begin DATA FOR THIS TASK

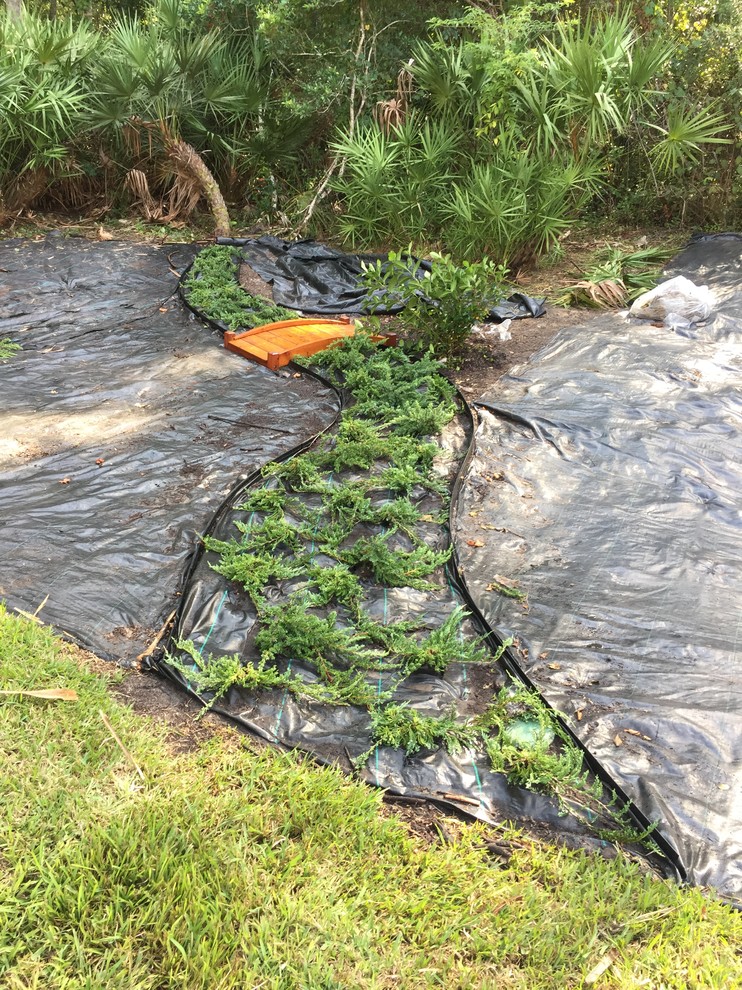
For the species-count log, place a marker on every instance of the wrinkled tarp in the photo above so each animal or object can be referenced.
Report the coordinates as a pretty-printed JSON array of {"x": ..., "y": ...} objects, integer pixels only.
[
  {"x": 115, "y": 370},
  {"x": 316, "y": 278},
  {"x": 124, "y": 424},
  {"x": 218, "y": 617},
  {"x": 607, "y": 482}
]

end DATA FOR THIS TASK

■ **INSTRUCTION**
Render each line of the records above as a JSON list of strings, with one string per line and blank lines omitted. Leave the pictures out of the answer.

■ **THE SOLUTION**
[
  "For the species-count log, place a marker on every instance of the wrinkled tarp in the photo above so each animal or object can be referenced.",
  "Report the coordinates as a pretty-printed JSON array of {\"x\": ..., \"y\": ...} objects, integer pixels only.",
  "[",
  "  {\"x\": 115, \"y\": 370},",
  "  {\"x\": 316, \"y\": 278},",
  "  {\"x\": 124, \"y\": 424},",
  "  {\"x\": 218, \"y\": 617},",
  "  {\"x\": 607, \"y\": 482}",
  "]"
]